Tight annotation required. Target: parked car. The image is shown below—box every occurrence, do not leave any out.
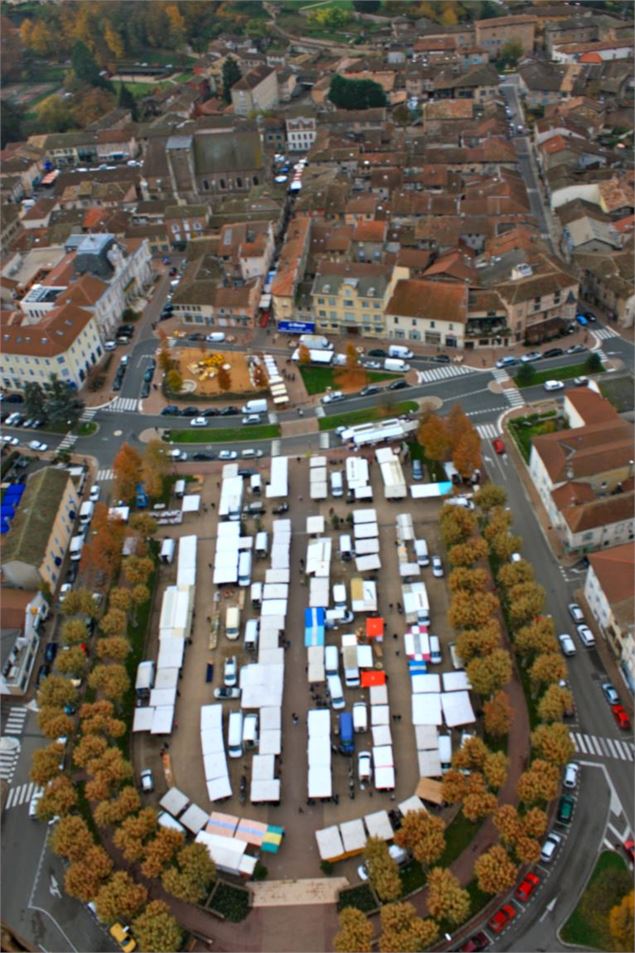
[272,503,289,514]
[362,360,382,370]
[542,347,564,359]
[190,417,208,427]
[601,681,619,705]
[89,484,100,502]
[573,377,589,387]
[544,380,565,392]
[192,452,216,461]
[514,872,541,903]
[558,633,576,657]
[140,769,154,793]
[28,440,48,451]
[431,354,451,364]
[214,686,241,700]
[241,448,264,459]
[201,408,220,417]
[181,406,199,416]
[220,406,240,416]
[167,448,188,461]
[367,348,387,357]
[187,332,204,341]
[224,656,238,687]
[359,385,381,397]
[488,903,517,934]
[457,932,490,952]
[140,381,150,398]
[541,832,563,863]
[109,923,136,953]
[563,762,580,789]
[568,603,585,624]
[161,405,180,416]
[143,366,154,383]
[612,704,631,731]
[521,351,541,363]
[36,663,50,688]
[431,556,444,578]
[566,344,587,354]
[492,437,505,455]
[412,458,423,480]
[321,391,344,405]
[44,642,58,664]
[496,356,518,369]
[557,794,575,825]
[218,450,238,460]
[388,379,409,390]
[357,751,372,785]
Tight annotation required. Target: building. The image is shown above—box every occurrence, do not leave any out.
[0,589,48,696]
[311,262,396,338]
[218,221,275,280]
[1,467,79,591]
[272,215,311,324]
[231,65,279,116]
[474,14,537,56]
[164,204,210,248]
[385,277,467,348]
[171,255,262,329]
[584,542,635,692]
[286,115,317,153]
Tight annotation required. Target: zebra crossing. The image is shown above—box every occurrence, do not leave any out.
[97,468,114,482]
[416,364,477,384]
[572,731,634,762]
[106,397,138,413]
[476,423,501,440]
[5,782,41,811]
[4,706,28,737]
[81,407,98,421]
[56,433,78,451]
[492,368,525,408]
[0,744,20,782]
[594,326,621,340]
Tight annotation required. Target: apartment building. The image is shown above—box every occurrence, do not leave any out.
[231,65,279,116]
[0,589,48,697]
[584,542,635,691]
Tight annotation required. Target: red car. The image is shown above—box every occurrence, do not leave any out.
[623,839,634,863]
[458,932,490,952]
[488,903,517,934]
[612,704,631,731]
[514,872,541,902]
[492,437,506,455]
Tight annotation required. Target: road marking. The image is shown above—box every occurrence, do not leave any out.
[476,423,500,440]
[4,706,27,736]
[0,749,20,782]
[106,397,138,413]
[97,468,114,481]
[605,738,619,758]
[416,365,478,383]
[594,326,620,340]
[6,781,37,809]
[573,732,634,761]
[80,407,98,421]
[56,434,78,451]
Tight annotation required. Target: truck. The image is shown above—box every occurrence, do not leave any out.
[341,634,360,688]
[383,357,409,373]
[242,399,268,415]
[135,661,156,704]
[299,334,332,350]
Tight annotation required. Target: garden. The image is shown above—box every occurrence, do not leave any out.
[507,410,565,462]
[299,364,398,395]
[318,400,418,431]
[561,850,632,951]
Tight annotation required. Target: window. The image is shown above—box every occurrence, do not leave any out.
[343,299,354,307]
[319,310,326,317]
[317,298,324,304]
[328,297,335,306]
[393,317,399,324]
[430,321,435,328]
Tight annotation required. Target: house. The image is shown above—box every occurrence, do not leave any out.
[311,262,396,338]
[529,388,635,553]
[170,255,261,329]
[518,61,567,108]
[575,249,634,328]
[584,542,635,691]
[231,65,279,116]
[0,589,48,696]
[286,114,317,153]
[386,277,467,348]
[271,215,311,324]
[164,204,210,248]
[474,14,537,56]
[218,221,275,280]
[1,467,79,591]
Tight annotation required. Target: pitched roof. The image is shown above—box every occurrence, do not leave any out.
[532,419,634,483]
[564,388,620,427]
[1,302,94,358]
[1,468,73,567]
[560,490,635,533]
[232,64,275,92]
[386,279,468,323]
[193,130,263,175]
[588,541,635,606]
[0,587,40,630]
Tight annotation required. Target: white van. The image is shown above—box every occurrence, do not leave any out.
[243,713,259,749]
[244,618,260,653]
[250,473,262,496]
[339,534,353,561]
[330,471,344,498]
[325,645,339,676]
[352,701,368,733]
[238,551,252,587]
[225,606,241,641]
[333,584,347,608]
[250,582,263,608]
[242,399,268,415]
[449,641,464,670]
[174,479,186,499]
[429,635,442,665]
[414,539,430,567]
[160,538,176,564]
[438,734,452,773]
[227,711,244,758]
[388,345,414,359]
[79,501,94,527]
[255,531,269,558]
[69,534,84,562]
[327,673,345,710]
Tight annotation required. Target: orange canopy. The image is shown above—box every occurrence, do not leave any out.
[361,670,386,687]
[366,617,384,638]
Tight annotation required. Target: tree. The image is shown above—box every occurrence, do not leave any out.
[336,343,367,391]
[499,39,523,68]
[531,723,575,765]
[141,439,168,498]
[133,900,184,953]
[515,363,537,387]
[94,786,141,827]
[55,645,88,678]
[446,405,473,449]
[440,506,477,547]
[61,587,99,618]
[394,810,445,867]
[60,618,89,646]
[463,790,497,822]
[609,891,634,953]
[493,804,522,845]
[483,690,513,738]
[426,867,470,925]
[363,836,401,901]
[37,673,77,710]
[448,567,489,595]
[529,653,568,692]
[466,649,512,696]
[162,842,217,903]
[522,807,548,839]
[538,683,574,722]
[517,759,560,805]
[34,95,77,133]
[334,907,374,953]
[100,608,127,636]
[96,871,147,925]
[217,365,232,392]
[30,743,64,786]
[456,621,501,663]
[448,590,499,630]
[64,848,113,902]
[158,342,175,375]
[448,537,488,568]
[297,343,311,365]
[514,617,557,662]
[353,0,382,11]
[483,507,513,538]
[586,351,603,373]
[114,808,158,862]
[474,483,507,512]
[123,556,154,587]
[42,374,84,425]
[108,588,131,614]
[507,582,546,627]
[141,828,185,878]
[490,531,523,562]
[329,73,387,110]
[117,82,138,120]
[79,700,126,739]
[50,815,94,862]
[81,505,125,580]
[96,636,131,663]
[452,430,481,479]
[497,559,535,591]
[514,835,541,865]
[483,750,509,790]
[88,663,129,701]
[1,98,22,148]
[24,382,47,420]
[131,583,150,612]
[86,747,133,789]
[73,86,116,126]
[474,844,518,895]
[113,443,142,503]
[379,902,438,953]
[37,775,78,819]
[38,707,75,740]
[129,512,158,541]
[441,770,468,805]
[417,413,450,462]
[453,737,489,772]
[71,39,110,88]
[222,55,241,102]
[73,734,108,769]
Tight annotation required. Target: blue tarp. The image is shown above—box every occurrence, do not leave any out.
[408,660,428,675]
[304,626,325,648]
[304,607,326,627]
[0,506,15,520]
[3,484,25,500]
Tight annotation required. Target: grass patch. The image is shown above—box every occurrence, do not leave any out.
[514,361,603,388]
[507,410,562,462]
[439,811,482,868]
[406,440,446,482]
[399,860,426,896]
[299,364,398,395]
[114,79,170,98]
[75,779,101,842]
[207,881,250,922]
[72,421,98,437]
[561,850,631,950]
[337,883,378,913]
[466,879,492,918]
[600,373,634,413]
[118,547,158,752]
[318,401,418,431]
[165,424,280,444]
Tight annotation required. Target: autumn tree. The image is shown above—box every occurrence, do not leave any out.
[457,621,501,663]
[514,835,541,865]
[86,747,133,790]
[440,505,477,547]
[529,653,567,692]
[335,343,368,391]
[61,587,99,617]
[253,363,268,389]
[363,836,401,902]
[38,707,74,740]
[113,807,158,863]
[297,343,311,365]
[73,734,108,769]
[453,737,489,773]
[50,815,94,862]
[538,683,574,722]
[515,617,557,662]
[88,663,129,701]
[37,775,78,819]
[79,700,126,739]
[142,439,168,498]
[61,618,89,646]
[379,902,438,953]
[123,556,154,586]
[448,537,489,568]
[129,512,158,541]
[609,891,634,953]
[95,636,131,663]
[133,900,184,953]
[108,586,131,614]
[55,645,88,678]
[94,786,141,828]
[30,743,64,786]
[64,847,113,903]
[493,804,522,846]
[394,810,445,867]
[166,368,183,393]
[474,844,518,895]
[474,483,507,512]
[426,867,470,925]
[507,581,546,627]
[140,828,185,879]
[162,842,217,903]
[81,506,125,581]
[453,429,481,479]
[37,673,77,711]
[466,649,512,696]
[131,583,150,612]
[463,789,497,822]
[490,531,523,562]
[448,567,489,595]
[448,590,499,630]
[96,871,147,925]
[217,365,232,392]
[334,907,374,953]
[113,443,142,503]
[531,723,575,765]
[522,807,548,839]
[441,769,468,805]
[483,690,514,738]
[517,759,560,805]
[446,404,473,448]
[418,412,450,462]
[100,608,127,636]
[497,560,535,591]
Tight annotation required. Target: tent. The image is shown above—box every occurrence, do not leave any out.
[411,693,442,725]
[315,826,345,862]
[372,725,393,746]
[159,788,190,817]
[366,617,384,639]
[441,691,476,727]
[369,684,388,704]
[415,778,444,806]
[371,705,390,726]
[361,670,386,688]
[364,811,393,841]
[340,818,366,856]
[442,671,472,692]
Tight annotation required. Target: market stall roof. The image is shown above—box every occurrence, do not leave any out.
[340,818,366,854]
[201,704,223,731]
[259,729,282,755]
[200,730,225,755]
[159,787,190,817]
[234,818,268,845]
[372,724,393,746]
[417,749,442,777]
[442,671,472,692]
[206,812,239,838]
[306,515,325,535]
[369,683,388,703]
[132,707,154,732]
[362,670,386,688]
[415,777,444,805]
[308,764,332,799]
[366,617,384,639]
[411,693,442,725]
[411,673,441,694]
[375,766,396,790]
[441,691,476,727]
[315,826,345,861]
[204,754,229,781]
[373,745,395,768]
[149,687,177,707]
[250,780,281,802]
[207,776,232,801]
[151,705,175,735]
[180,803,208,834]
[364,810,393,840]
[181,494,200,513]
[252,754,276,781]
[399,795,426,816]
[371,705,390,726]
[415,725,439,750]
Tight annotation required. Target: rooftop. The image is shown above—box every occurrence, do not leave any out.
[588,541,635,607]
[1,468,74,568]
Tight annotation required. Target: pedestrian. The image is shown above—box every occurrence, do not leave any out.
[393,633,398,640]
[389,603,393,610]
[298,806,304,814]
[396,650,400,656]
[298,495,303,501]
[211,502,215,508]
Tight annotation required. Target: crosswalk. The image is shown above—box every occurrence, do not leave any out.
[5,782,41,811]
[594,326,621,340]
[416,365,477,383]
[57,433,77,451]
[572,732,634,762]
[81,407,98,421]
[97,468,114,482]
[0,744,20,782]
[492,368,526,408]
[476,423,501,440]
[106,397,138,413]
[4,706,28,737]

══════════════════════════════

An exact repeat of the lines from the one containing "Tight annotation required. Target: market" through the final line of the entries is the whole answer.

Tight annotation required. Target: market stall roof. The image is shown above—box every occurrence, do not leave any out.
[340,818,366,854]
[201,704,223,731]
[259,729,282,755]
[200,730,225,755]
[159,787,190,817]
[234,818,268,845]
[372,724,393,746]
[417,749,442,777]
[442,671,472,692]
[206,812,239,838]
[306,515,325,535]
[369,683,388,703]
[132,707,154,732]
[362,670,386,688]
[415,777,444,805]
[308,764,332,799]
[366,617,384,639]
[411,693,442,725]
[411,673,441,694]
[375,766,396,790]
[441,691,476,727]
[315,826,345,861]
[204,754,229,781]
[373,745,395,768]
[149,687,177,707]
[250,780,281,802]
[207,776,232,801]
[151,705,175,735]
[180,803,208,834]
[364,810,393,840]
[181,494,200,513]
[252,754,276,781]
[399,795,426,816]
[371,705,390,726]
[415,725,439,750]
Tight annotation required. Target: rooftop. The image is shown above—box every occurrence, do not leave any out.
[588,541,635,607]
[1,468,74,568]
Tight annotation required. Target: pedestrian. The image is shown above—box every occurrence, do not leave any out.
[393,633,398,640]
[389,603,393,610]
[298,806,304,814]
[396,650,400,656]
[298,495,303,501]
[211,502,215,508]
Tight annotation required. Target: crosswalk. The image is shown above—box every occurrence, do not leave any out.
[5,782,41,811]
[594,326,621,340]
[416,365,477,383]
[57,433,77,451]
[572,732,634,762]
[81,407,98,421]
[97,468,114,482]
[0,744,20,782]
[492,368,526,408]
[476,423,501,440]
[106,397,138,413]
[4,706,28,737]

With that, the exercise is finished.